Records provided Start Marker

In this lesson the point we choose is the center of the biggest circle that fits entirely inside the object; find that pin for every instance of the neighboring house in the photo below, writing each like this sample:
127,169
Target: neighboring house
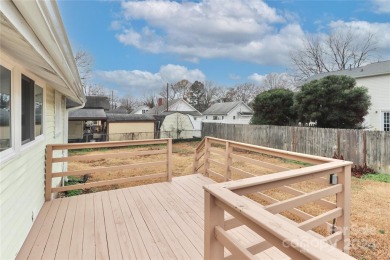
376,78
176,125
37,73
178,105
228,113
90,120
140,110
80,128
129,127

Records provided End Marker

**Task details**.
Set down all the entries above verbatim, and include none of the pictures.

**Exercise result**.
In this lesson the point we choose is the center of the biggest circle that fits entirely inside the object; find that pin for every instance of the neighboring house in the photo below, writing each like this sample:
127,169
Target: neighboring house
376,78
176,125
37,73
178,105
228,113
90,120
140,110
80,128
129,127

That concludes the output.